- _Task item_:
Take each line in the entries below that holds "wall" and show it.

- _Available data_:
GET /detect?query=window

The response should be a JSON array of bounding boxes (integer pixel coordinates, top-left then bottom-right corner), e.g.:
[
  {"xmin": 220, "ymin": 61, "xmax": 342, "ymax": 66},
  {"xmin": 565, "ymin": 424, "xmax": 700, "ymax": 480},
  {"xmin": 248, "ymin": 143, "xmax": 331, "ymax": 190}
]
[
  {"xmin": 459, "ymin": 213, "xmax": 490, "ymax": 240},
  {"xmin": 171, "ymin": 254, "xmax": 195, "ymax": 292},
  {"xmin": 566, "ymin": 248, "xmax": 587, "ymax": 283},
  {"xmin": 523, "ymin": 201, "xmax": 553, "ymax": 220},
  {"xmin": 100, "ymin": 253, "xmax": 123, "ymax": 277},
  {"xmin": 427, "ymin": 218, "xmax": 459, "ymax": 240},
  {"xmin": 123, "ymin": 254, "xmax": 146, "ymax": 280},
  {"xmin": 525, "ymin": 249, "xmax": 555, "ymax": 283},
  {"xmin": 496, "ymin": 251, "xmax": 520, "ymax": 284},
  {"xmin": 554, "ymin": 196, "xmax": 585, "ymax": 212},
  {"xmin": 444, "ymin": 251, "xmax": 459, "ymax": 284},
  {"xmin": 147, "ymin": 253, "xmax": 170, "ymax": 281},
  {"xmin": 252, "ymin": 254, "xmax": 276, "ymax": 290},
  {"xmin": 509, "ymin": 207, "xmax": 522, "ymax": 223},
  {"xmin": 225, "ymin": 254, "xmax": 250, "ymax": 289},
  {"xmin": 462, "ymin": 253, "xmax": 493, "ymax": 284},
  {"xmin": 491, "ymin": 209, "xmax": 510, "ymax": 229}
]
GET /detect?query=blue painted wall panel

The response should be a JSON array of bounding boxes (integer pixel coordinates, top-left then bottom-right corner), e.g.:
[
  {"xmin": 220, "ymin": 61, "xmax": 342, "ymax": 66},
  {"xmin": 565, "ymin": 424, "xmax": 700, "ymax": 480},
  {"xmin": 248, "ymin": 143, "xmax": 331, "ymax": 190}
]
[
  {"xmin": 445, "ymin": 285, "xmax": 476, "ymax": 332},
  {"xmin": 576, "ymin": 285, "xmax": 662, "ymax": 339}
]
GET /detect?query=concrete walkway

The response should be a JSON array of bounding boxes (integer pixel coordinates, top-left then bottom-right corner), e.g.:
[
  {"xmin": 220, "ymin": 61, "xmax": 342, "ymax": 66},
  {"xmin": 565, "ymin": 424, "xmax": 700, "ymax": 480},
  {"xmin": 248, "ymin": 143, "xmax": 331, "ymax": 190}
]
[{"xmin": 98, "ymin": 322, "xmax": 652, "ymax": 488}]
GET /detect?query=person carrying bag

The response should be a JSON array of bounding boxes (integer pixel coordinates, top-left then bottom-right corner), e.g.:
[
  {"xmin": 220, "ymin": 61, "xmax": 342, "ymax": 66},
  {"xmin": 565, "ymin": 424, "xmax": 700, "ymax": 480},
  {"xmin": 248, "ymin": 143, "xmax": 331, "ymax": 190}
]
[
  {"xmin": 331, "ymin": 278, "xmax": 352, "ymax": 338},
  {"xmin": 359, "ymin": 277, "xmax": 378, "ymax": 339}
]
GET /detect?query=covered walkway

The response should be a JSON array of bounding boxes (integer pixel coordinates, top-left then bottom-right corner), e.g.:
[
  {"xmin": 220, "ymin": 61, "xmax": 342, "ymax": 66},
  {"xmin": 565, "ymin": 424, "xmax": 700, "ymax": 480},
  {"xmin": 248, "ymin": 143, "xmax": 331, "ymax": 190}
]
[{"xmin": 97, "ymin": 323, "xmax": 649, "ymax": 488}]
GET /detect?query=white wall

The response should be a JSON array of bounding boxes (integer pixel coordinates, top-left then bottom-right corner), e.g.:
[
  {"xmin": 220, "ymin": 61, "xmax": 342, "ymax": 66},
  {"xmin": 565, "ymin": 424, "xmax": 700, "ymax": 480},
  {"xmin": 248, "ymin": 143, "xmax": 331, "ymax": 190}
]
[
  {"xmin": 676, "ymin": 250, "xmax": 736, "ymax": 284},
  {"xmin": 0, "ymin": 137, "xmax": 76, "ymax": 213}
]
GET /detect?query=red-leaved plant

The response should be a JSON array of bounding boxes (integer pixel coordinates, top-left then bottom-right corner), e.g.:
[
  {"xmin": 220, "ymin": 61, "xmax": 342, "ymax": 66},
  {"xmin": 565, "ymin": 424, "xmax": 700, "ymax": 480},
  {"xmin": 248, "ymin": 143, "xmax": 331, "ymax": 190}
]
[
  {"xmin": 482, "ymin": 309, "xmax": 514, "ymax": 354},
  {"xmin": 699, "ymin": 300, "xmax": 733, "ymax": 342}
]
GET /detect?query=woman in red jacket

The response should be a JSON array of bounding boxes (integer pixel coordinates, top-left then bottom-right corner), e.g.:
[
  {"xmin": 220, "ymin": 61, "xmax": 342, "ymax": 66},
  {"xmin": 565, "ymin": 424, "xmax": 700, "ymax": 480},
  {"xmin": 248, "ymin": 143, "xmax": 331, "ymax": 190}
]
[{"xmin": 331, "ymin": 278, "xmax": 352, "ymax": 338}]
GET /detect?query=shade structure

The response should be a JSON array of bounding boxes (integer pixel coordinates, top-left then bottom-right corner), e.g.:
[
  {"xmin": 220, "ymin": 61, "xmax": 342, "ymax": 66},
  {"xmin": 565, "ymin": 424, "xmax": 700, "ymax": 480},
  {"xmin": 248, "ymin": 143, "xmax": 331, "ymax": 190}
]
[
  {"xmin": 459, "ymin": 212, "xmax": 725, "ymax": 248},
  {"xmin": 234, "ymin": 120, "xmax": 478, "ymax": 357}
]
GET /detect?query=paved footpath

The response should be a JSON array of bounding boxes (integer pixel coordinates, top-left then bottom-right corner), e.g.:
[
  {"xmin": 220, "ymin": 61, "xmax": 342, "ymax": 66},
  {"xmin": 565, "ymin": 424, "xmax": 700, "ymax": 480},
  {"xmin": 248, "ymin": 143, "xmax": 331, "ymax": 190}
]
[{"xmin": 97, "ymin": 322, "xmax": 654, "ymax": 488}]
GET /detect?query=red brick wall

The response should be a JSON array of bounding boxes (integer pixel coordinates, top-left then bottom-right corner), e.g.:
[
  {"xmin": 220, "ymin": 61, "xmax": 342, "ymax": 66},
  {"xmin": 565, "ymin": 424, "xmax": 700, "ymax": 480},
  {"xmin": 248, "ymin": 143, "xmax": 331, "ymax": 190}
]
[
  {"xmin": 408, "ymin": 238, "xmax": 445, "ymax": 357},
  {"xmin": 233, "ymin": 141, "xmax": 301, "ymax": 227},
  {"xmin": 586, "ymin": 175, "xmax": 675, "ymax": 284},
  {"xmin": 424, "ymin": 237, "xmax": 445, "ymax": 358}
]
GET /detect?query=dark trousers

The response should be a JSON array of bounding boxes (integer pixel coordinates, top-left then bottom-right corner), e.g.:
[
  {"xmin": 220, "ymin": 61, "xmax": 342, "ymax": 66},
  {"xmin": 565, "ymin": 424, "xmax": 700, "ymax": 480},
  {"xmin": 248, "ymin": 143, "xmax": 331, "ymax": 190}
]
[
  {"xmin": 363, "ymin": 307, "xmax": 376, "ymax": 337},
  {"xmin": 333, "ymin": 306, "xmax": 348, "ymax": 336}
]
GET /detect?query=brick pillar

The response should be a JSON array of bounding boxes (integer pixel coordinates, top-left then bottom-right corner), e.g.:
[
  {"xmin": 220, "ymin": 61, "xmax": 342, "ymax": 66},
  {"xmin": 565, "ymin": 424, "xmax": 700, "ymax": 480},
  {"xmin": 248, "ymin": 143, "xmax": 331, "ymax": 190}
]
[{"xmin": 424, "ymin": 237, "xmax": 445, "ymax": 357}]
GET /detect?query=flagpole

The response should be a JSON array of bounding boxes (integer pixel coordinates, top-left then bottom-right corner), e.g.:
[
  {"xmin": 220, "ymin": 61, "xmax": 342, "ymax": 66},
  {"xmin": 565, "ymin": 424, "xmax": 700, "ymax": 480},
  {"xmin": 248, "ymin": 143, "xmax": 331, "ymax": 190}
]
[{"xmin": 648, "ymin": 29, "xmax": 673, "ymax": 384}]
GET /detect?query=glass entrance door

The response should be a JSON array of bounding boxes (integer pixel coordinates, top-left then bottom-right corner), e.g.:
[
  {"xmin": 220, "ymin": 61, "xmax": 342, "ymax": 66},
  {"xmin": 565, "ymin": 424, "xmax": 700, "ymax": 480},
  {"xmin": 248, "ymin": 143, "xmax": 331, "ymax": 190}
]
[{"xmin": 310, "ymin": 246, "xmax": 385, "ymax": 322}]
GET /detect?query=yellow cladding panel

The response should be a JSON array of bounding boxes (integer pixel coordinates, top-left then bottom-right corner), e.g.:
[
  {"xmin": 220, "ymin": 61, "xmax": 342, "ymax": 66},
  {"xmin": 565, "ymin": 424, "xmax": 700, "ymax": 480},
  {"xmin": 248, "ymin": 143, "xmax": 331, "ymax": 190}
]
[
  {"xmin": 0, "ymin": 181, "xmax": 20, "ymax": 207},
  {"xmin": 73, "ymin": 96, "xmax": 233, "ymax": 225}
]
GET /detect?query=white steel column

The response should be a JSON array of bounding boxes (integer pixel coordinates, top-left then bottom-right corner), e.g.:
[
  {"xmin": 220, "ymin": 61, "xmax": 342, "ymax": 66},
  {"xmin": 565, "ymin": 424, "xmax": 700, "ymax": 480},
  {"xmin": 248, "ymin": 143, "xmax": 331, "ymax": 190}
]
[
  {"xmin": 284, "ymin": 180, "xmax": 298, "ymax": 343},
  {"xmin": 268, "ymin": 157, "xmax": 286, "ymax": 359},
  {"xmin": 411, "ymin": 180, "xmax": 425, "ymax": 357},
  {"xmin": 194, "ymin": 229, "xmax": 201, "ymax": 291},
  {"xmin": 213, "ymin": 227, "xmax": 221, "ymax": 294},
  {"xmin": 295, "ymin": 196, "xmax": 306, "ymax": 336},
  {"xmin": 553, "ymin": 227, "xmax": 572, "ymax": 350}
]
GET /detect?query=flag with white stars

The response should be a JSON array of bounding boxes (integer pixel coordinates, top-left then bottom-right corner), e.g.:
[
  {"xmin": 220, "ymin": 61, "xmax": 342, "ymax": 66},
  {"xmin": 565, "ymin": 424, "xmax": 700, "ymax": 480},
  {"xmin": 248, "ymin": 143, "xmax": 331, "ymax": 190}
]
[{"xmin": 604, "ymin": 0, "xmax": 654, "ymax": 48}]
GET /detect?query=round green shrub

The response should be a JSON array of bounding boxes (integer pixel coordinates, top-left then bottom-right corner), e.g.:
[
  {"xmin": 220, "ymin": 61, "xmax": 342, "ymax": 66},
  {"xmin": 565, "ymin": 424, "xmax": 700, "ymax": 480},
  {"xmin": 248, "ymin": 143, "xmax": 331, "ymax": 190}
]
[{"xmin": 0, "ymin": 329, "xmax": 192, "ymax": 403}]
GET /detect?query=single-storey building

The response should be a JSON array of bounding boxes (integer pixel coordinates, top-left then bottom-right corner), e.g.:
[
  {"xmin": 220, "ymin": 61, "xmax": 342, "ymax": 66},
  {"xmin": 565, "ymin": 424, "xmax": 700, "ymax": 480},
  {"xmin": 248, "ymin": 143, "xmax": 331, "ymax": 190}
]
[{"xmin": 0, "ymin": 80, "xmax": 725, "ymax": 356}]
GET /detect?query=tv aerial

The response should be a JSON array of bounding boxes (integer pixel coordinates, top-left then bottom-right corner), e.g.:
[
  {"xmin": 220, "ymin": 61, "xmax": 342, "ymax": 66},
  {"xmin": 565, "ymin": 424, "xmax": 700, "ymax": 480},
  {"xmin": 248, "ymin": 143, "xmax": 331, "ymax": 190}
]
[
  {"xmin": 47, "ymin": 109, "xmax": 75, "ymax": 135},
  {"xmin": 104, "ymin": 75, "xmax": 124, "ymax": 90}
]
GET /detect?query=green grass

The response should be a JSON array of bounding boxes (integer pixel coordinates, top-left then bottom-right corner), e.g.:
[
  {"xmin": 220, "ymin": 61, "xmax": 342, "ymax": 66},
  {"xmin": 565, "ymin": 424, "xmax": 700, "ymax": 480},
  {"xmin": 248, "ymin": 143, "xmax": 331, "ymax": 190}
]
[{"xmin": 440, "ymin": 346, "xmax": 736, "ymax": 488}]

- _Solution for this exercise_:
GET /detect?query=blue painted wall panel
GET /detect?query=white wall
GET /detect?query=red brick wall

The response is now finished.